━━━━━ DOCUMENT EXTRACT ━━━━━

That role belongs to the North Carolina LLC Operating Agreement. It defines ownership, management responsibilities, profit distribution, and decision-making within the company.
While North Carolina does not require an Operating Agreement, having one is strongly recommended. This guide explains what a North Carolina LLC Operating Agreement is, when to use it, and how to structure your own.
What Is The North Carolina LLC Operating Agreement Template?
An LLC Operating Agreement in North Carolina discusses how ownership interests are handled, members’ rights and responsibilities, and how important business decisions will be handled. This is according to GS § 57D-2-30.(a).
Your Operating Agreement overrides default state rules in most cases, ensuring that your LLC operates clearly and consistently.

While state law recognizes an oral Operating Agreement, it can NOT override written provisions, especially if doing so would cause harm to someone relying on the written terms. This applies especially to individuals outside the LLC under GS § 57D-2-30.(c).
Because of this, I strongly recommend getting a written Operating Agreement for your LLC in North Carolina.

Your LLC Operating Agreement should be seen as your LLC’s foundational internal roadmap. It defines your members’ responsibilities, roles, and ownership interests. This helps keep your LLC organized, reducing the chances of future internal disputes.
I recommend getting an Operating Agreement, even if you’re operating as a single-member LLC. Having one reinforces the legal separation between you and your business, improves your limited liability protection, and enhances your business’s credibility with investors, banks, and clients.
1. Is The North Carolina LLC Operating Agreement A Mandatory Requirement?
Different Types Of LLC Operating Agreements
Your LLC’s Operating Agreement should clearly define how your business will be managed and who has the operational authority when it comes to making key business decisions. It should include rules for daily operations and outline how LLC members participate in important decision-making processes.
You can structure your North Carolina LLC in two ways. This should be clearly reflected in your Operating Agreement:
- Member-managed LLCs: All LLC members participate in business operations and decision-making. This works best for small LLCs when members want to be actively involved.

━━━━━

* [AIM]: Continue the North Carolina LLC Operating Agreement guide from the point where it stops.

━━━━━ MATERIAL PROVIDED ━━━━━

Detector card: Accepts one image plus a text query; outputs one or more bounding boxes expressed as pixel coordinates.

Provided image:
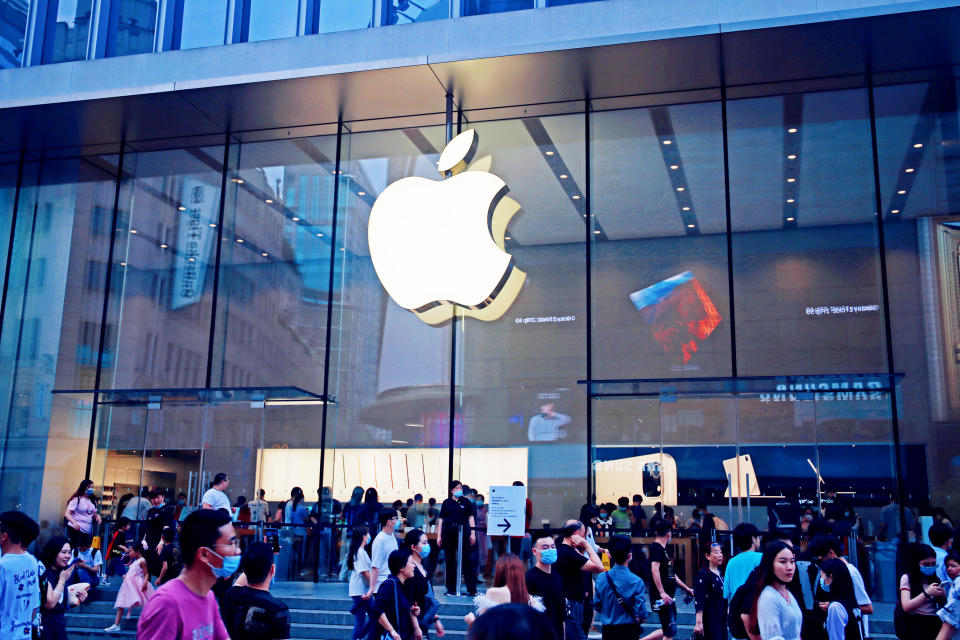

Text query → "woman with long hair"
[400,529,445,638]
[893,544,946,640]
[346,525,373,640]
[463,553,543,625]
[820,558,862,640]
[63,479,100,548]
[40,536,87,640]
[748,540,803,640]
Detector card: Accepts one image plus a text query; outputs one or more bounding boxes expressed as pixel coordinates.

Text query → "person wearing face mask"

━━━━━
━━━━━ MATERIAL PROVIDED ━━━━━

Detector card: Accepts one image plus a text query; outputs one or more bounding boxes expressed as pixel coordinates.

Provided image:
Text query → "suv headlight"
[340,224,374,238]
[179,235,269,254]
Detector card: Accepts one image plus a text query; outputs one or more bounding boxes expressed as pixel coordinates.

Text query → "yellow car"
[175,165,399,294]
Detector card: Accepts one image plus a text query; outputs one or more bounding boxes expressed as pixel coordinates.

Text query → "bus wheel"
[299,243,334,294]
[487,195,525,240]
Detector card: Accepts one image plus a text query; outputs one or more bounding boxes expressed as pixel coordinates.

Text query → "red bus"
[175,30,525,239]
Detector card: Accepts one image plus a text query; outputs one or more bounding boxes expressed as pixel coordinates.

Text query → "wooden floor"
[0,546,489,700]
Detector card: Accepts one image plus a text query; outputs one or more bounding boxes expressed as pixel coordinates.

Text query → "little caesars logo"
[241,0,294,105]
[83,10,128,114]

━━━━━
━━━━━ MATERIAL PROVIDED ━━━━━

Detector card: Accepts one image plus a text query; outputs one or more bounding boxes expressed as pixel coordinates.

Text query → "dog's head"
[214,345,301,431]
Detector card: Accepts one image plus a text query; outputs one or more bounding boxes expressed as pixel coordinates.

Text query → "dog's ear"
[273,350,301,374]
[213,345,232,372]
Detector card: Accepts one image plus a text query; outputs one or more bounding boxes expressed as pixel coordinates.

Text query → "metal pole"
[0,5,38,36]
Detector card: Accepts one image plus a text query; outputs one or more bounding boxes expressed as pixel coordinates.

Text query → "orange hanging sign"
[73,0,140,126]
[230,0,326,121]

━━━━━

* [IN RESPONSE]:
- Manager-managed LLCs: LLC members appoint one or more managers to make key decisions and handle daily operations. Other members act as passive investors. This is ideal for larger LLCs or those where members don’t want to take an active role.
A well-structured Operating Agreement written according to your chosen management style ensures that your LLC operates smoothly from the start. You can use my free templates below to get started:
Download Your Free North Carolina LLC Operating Agreement Templates
You can read my guide on How To Create An LLC Operating Agreement In Any State.
Where To Submit Your Operating Agreement?
As an internal business document, your LLC Operating Agreement does NOT need to be filed with the North Carolina Secretary of State or any other official agency. Keep it in a secure location with your other official LLC records.
Note: Every LLC member should sign the written Operating Agreement to make it legally binding. Ensure you keep digital and physical copies securely stored, but in easily accessible places. You may need to provide it for lenders, banks, and financial institutions, if requested. This is common when applying for a dedicated business bank account or applying for financing.
When Should You Create Your LLC Operating Agreement?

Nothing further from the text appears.